SHORT PROBLEM 1: Reproduce word for word the part of the TiVo forum thread that opens with the words containing "Now, I am planning" and closes with "sell this box?".
SHORT PROBLEM 2:
Answer these from the TiVo forum thread:
(a) What does ADent say the DTiVo lifetime subs on eBay generally are?
(b) Which DirecTV HD/DVR model does cohenri say he will likely be renting?
(c) According to rminsk, how often is the DVR fee applied per account?

TEXT SEGMENT:
I guess the word of the day then is. . . . .SWEET!!!!

Good thing I got the lifetime subscription when I did.


----------



## ADent (Jan 7, 2000)

The DTiVo lifetime subs on eBay are generally machines hacked to get free service.


----------



## cohenri (Apr 24, 2006)

A couple of years ago I bought a Tivo and a lifetime subscription which I used with my cable box. Then about a year ago, I moved and subscribed to DirectTV. Direct TV provided me a Dual Tuner Satellite/Tivo box for my living room and a regular Non-Tivo Receiver for my bedroom. I attached my lifetime subscription Tivo box to the bedroom receiver and continued to reap the benefits of the lifetime Tivo on that television. However, in my living room I have been paying for the use of the DirectTV provided Tivo.

Now, I am planning on upgrading to HD in my living room and will likely be buying (renting) the HR20-150 DirectTV HD/DVR (unless the HR20-250 comes out really soon).

My question is this - if I move my living room dual tuner Direct TV Tivo/DVR to my bedroom can I transfer the lifetime subscription to that box? Otherwise, I believe that I own the Tivo box provided by Direct TV last year. Is the box usable on a third tv without subscribing for another Tivo service? Or, is there a market on eay to sell this box?

Any other suggestions?


----------



## rminsk (Jun 4, 2002)

The standalone lifetime TiVo subscription can not be transferred to DirecTV. 

The DVR fee is only applied once per account. If you add a second DirecTiVo you will not pay a second DVR fee. You will be charged a mirroring fee for another DirecTV receiver but not another DVR fee.

I would move the living room DirecTiVo to the bed room and deactivate the current standalone DirecTV receiver. Your bill should be the same as it is now.


----------



## cohenri (Apr 24, 2006)

rminsk said:


> The standalone lifetime TiVo subscription can not be transferred to DirecTV.
> 
> The DVR fee is only applied once per account. If you add a second DirecTiVo you will not pay a second DVR fee. You will be charged a mirroring fee for another DirecTV receiver but not another DVR fee.
> 
> I would move the living room DirecTiVo to the bed room and deactivate the current standalone DirecTV receiver. Your bill should be the same as it is now.

Dataset entries
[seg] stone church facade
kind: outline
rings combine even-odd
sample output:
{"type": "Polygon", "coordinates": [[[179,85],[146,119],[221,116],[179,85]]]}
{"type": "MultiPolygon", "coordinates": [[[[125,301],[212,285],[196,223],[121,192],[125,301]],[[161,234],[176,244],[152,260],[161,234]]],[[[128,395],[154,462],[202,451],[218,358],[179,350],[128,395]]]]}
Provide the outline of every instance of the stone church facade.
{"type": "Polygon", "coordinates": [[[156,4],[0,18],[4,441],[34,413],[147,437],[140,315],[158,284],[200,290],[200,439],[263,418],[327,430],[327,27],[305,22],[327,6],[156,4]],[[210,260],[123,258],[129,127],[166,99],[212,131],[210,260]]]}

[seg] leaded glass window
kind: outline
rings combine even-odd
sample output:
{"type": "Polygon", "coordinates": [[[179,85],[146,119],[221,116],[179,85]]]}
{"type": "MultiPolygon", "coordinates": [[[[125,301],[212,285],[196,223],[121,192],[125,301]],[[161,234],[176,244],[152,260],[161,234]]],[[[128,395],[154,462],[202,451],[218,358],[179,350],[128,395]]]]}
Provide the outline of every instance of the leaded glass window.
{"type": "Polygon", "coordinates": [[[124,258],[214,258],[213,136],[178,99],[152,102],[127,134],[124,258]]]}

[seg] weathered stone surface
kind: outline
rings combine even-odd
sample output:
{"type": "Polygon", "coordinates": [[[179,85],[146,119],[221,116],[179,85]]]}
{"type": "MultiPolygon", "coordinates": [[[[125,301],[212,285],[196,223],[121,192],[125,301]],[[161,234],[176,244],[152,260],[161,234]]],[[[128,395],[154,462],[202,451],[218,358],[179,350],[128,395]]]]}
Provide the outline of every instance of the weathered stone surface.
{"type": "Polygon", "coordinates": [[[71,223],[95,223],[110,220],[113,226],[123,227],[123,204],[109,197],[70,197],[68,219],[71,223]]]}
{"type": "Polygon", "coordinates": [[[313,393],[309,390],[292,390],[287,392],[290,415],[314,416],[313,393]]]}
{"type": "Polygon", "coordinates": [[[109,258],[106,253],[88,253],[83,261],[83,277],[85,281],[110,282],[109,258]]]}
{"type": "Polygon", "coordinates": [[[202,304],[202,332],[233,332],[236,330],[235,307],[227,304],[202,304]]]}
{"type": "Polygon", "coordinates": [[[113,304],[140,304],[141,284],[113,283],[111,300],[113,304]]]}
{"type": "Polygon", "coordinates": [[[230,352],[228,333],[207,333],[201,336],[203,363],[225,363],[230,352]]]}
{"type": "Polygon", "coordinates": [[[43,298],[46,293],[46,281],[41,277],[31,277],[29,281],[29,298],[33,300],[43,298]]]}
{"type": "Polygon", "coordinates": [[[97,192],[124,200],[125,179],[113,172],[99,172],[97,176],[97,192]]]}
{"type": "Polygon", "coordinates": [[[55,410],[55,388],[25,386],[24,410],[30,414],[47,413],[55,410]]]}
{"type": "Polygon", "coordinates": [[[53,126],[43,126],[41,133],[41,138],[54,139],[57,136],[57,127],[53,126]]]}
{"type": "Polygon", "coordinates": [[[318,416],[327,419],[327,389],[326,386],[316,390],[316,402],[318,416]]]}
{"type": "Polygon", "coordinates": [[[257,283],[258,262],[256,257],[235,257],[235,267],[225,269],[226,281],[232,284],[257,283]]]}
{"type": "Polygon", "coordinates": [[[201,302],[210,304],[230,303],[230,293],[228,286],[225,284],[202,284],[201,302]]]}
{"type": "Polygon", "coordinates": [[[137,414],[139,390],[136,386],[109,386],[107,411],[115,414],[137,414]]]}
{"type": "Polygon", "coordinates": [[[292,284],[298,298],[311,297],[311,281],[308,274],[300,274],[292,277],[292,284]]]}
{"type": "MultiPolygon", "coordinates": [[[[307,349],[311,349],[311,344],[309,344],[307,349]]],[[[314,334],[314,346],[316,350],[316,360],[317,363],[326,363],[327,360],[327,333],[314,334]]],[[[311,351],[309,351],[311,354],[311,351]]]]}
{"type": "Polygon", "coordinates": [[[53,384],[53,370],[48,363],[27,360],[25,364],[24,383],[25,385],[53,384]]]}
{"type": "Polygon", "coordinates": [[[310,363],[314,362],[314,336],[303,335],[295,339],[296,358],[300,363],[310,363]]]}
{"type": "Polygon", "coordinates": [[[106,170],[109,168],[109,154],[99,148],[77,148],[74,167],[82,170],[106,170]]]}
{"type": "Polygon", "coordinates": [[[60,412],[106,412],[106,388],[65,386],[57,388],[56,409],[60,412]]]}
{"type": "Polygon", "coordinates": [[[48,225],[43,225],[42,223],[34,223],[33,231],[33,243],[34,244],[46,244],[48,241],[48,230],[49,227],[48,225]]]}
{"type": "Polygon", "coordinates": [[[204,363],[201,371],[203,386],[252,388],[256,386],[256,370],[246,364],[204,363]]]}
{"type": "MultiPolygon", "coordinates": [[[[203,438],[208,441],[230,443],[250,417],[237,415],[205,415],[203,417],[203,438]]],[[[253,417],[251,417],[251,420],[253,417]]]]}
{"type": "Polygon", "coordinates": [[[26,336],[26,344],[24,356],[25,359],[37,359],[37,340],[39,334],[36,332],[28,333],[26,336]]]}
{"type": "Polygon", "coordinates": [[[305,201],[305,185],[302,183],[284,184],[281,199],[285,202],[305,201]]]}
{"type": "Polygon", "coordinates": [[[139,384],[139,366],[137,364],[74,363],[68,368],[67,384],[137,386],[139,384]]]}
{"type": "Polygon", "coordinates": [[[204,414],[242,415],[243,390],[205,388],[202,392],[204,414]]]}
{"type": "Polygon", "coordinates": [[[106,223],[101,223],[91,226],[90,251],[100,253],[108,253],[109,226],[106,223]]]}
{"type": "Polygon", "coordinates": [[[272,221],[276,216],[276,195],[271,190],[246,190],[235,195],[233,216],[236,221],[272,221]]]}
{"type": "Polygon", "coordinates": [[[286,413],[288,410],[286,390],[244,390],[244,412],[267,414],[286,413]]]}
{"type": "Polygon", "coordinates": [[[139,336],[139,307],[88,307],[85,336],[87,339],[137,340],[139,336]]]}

EXERCISE RESULT 1:
Now, I am planning on upgrading to HD in my living room and will likely be buying (renting) the HR20-150 DirectTV HD/DVR (unless the HR20-250 comes out really soon).

My question is this - if I move my living room dual tuner Direct TV Tivo/DVR to my bedroom can I transfer the lifetime subscription to that box? Otherwise, I believe that I own the Tivo box provided by Direct TV last year. Is the box usable on a third tv without subscribing for another Tivo service? Or, is there a market on eay to sell this box?

EXERCISE RESULT 2:
(a) Machines hacked to get free service.
(b) The HR20-150, unless the HR20-250 comes out really soon.
(c) Only once per account.